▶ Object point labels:
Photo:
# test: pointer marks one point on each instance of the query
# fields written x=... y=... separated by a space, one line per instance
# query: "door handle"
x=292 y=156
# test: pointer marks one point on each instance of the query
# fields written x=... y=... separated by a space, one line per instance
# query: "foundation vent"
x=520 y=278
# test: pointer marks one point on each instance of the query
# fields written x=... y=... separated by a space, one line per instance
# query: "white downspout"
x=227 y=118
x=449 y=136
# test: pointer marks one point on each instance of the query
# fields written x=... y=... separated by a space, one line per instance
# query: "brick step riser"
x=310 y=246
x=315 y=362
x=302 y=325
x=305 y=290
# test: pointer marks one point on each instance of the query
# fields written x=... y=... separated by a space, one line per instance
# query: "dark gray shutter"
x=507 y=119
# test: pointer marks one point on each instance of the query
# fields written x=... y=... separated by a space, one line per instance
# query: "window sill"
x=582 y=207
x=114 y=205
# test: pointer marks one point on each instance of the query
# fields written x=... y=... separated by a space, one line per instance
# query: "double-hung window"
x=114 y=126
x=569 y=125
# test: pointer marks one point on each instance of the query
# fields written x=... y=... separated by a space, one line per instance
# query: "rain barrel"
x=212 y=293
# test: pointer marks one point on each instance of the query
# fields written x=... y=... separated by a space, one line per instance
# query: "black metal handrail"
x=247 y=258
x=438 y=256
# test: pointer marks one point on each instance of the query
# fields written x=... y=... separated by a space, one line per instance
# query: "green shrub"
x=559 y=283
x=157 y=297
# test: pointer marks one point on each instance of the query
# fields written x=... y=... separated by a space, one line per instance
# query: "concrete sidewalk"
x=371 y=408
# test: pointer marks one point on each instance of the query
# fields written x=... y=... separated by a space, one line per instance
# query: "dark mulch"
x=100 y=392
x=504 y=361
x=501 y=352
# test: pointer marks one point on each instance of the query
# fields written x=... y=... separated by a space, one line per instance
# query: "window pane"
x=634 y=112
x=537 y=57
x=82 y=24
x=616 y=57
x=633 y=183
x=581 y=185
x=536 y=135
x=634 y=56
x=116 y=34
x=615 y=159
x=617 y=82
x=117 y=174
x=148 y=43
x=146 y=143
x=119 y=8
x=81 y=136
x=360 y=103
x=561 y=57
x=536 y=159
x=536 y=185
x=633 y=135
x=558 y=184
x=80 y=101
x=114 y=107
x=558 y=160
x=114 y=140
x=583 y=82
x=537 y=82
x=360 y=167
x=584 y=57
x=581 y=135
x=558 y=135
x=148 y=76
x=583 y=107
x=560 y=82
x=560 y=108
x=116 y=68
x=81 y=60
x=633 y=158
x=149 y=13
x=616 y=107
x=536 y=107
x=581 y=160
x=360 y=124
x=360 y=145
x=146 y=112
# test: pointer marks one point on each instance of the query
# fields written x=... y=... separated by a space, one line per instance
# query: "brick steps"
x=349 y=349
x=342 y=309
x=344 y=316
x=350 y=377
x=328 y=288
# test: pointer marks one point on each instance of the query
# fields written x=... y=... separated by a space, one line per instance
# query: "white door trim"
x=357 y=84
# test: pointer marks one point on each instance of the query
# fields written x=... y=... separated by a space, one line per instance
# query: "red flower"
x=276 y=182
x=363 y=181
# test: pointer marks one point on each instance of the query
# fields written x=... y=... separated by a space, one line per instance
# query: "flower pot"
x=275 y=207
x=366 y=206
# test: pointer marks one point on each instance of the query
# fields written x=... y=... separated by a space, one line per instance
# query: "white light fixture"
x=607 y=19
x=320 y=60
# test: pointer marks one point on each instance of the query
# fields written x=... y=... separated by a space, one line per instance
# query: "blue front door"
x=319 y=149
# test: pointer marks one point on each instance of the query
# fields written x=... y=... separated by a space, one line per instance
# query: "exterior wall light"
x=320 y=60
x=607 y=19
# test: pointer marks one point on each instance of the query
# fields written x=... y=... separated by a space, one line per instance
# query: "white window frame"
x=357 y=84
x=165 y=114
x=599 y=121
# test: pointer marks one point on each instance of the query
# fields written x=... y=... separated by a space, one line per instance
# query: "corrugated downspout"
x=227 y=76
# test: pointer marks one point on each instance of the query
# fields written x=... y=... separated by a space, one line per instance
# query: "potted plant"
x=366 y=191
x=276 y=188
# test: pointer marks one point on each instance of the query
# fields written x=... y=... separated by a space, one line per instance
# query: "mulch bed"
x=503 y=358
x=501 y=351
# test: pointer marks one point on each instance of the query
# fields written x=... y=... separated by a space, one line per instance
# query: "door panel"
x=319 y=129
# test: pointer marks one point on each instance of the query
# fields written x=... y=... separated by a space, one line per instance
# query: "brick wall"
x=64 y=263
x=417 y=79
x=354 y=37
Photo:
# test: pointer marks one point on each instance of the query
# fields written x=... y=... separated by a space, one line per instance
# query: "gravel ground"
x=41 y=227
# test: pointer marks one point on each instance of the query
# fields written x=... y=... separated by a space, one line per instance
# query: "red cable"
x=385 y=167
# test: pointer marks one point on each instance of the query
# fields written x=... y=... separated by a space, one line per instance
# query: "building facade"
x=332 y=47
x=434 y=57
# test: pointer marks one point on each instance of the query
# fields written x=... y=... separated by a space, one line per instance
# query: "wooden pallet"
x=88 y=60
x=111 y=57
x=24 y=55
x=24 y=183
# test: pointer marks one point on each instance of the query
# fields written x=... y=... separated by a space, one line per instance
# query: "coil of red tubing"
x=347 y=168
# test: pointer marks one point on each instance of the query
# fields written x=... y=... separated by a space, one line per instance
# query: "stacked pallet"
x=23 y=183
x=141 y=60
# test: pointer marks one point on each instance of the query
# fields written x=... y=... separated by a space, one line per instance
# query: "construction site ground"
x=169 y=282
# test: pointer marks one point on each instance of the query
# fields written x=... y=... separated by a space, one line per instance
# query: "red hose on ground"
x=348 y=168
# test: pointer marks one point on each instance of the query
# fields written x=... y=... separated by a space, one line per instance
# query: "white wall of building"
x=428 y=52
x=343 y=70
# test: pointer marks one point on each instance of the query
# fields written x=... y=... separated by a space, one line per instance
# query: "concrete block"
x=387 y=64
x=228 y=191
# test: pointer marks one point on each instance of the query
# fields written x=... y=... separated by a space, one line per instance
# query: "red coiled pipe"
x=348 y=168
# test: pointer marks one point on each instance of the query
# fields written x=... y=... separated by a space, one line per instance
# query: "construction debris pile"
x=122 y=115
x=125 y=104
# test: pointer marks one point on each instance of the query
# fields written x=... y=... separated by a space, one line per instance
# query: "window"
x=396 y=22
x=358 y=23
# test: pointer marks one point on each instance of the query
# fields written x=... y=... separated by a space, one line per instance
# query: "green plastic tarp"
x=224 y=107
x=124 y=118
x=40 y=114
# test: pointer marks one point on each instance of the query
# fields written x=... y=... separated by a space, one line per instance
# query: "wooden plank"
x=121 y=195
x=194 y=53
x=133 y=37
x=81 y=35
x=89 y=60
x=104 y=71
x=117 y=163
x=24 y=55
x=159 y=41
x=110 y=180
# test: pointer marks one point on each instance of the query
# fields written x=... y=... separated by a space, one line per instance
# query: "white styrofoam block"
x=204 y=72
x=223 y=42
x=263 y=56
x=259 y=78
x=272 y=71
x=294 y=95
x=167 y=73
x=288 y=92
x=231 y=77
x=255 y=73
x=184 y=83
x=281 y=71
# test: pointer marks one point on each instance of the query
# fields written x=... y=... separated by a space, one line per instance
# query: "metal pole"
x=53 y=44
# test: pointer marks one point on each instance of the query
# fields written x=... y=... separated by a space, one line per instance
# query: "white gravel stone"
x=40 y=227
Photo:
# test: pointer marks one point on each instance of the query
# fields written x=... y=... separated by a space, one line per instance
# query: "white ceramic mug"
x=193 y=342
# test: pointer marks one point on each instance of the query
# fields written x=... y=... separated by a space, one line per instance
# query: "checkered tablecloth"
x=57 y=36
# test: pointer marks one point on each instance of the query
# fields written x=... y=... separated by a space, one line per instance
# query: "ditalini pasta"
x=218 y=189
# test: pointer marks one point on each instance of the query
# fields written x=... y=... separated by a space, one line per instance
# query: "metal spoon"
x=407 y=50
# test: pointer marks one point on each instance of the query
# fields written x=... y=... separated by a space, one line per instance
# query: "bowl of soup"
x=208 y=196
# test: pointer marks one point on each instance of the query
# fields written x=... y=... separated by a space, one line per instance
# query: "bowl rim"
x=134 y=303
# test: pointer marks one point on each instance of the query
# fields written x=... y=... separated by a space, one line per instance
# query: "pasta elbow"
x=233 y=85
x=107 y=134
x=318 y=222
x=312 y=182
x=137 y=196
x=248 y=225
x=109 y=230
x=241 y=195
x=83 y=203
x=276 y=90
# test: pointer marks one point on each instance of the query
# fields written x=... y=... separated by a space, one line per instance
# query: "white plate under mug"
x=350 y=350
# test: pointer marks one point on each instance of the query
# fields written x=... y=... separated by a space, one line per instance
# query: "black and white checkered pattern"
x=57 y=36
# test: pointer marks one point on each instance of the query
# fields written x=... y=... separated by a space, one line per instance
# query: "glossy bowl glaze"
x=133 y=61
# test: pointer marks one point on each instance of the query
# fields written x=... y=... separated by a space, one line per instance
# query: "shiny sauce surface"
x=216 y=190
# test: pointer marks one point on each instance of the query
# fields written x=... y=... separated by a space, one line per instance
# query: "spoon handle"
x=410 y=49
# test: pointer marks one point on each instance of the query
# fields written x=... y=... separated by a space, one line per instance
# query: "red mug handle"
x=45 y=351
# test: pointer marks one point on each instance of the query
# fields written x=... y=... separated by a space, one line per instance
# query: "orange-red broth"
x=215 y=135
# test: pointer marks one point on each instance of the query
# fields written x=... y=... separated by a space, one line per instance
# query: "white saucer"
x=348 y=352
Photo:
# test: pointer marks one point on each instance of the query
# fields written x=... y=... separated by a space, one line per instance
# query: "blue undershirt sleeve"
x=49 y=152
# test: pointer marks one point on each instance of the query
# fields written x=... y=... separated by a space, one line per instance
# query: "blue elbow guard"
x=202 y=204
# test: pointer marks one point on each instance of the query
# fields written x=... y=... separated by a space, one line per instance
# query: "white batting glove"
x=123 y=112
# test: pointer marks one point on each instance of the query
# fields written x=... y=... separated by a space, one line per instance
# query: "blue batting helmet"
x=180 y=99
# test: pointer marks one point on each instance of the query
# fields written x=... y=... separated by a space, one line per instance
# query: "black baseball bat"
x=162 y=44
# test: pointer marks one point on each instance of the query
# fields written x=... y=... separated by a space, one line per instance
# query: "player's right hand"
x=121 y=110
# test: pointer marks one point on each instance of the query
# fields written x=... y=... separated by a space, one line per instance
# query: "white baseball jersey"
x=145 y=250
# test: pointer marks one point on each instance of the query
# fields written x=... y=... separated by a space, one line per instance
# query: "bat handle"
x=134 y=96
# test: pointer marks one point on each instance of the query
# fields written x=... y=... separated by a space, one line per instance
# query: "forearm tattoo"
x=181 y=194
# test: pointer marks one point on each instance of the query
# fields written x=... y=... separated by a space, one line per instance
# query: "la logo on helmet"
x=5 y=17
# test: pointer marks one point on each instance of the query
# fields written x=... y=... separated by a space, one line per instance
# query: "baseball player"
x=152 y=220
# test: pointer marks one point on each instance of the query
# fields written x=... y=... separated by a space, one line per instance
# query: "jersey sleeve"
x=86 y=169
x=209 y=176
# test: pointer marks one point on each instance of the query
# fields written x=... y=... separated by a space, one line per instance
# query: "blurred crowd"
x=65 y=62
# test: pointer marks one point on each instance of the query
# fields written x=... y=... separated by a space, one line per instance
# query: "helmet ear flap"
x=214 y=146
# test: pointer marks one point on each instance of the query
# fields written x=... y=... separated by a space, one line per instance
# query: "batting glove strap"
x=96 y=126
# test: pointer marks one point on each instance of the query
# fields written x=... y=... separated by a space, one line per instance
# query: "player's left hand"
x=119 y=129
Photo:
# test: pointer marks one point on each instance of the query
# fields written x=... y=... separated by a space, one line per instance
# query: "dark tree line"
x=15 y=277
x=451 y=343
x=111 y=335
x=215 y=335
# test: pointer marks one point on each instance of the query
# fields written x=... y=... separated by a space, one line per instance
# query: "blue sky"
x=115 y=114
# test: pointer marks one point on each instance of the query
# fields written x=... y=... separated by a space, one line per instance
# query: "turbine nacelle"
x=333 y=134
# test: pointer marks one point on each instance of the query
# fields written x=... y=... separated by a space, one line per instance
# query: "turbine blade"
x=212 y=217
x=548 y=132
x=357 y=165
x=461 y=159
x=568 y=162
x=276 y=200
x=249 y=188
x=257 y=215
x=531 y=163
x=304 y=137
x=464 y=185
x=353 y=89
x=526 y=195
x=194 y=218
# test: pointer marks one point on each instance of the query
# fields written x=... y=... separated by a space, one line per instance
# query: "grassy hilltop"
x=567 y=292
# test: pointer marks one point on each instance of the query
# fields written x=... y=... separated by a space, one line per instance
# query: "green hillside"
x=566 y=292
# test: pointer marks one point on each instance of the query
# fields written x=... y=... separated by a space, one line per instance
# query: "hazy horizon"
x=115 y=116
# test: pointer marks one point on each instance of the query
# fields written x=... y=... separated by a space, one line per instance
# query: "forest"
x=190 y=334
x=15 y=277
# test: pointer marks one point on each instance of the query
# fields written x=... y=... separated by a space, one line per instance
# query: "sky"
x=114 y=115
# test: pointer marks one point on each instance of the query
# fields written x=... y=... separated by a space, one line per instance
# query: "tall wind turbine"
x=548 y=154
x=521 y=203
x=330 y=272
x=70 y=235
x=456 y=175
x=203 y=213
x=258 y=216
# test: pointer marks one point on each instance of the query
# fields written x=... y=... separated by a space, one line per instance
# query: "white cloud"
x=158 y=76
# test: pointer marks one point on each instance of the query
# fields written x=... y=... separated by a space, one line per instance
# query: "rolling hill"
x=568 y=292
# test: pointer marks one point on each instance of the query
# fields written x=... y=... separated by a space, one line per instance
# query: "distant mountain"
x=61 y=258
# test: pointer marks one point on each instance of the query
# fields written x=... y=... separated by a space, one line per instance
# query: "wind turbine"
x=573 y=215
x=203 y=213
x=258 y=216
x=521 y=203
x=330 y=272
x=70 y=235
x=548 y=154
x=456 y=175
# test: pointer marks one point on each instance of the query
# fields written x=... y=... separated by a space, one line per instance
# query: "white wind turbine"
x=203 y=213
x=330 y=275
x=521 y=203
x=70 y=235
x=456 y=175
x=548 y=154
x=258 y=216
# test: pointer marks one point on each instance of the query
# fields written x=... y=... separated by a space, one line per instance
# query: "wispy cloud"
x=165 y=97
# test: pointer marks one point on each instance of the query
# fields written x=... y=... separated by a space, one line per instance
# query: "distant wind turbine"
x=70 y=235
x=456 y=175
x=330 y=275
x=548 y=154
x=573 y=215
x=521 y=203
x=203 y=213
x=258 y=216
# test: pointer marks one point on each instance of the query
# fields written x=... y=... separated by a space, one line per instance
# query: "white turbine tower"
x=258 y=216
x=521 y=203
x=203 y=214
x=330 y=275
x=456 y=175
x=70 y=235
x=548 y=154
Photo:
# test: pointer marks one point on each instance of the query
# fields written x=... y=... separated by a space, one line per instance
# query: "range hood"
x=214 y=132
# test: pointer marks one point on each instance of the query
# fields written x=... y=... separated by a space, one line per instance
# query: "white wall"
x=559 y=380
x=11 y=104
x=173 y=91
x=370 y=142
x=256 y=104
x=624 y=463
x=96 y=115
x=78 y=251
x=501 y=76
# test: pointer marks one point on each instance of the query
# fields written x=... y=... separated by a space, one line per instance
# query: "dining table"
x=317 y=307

▶ EXERCISE DIRECTIONS: Gather every line of the data above that contains the word "concrete", matching case exactly.

▶ WRITTEN REPLY:
# query: "concrete sidewalk"
# query: "concrete block"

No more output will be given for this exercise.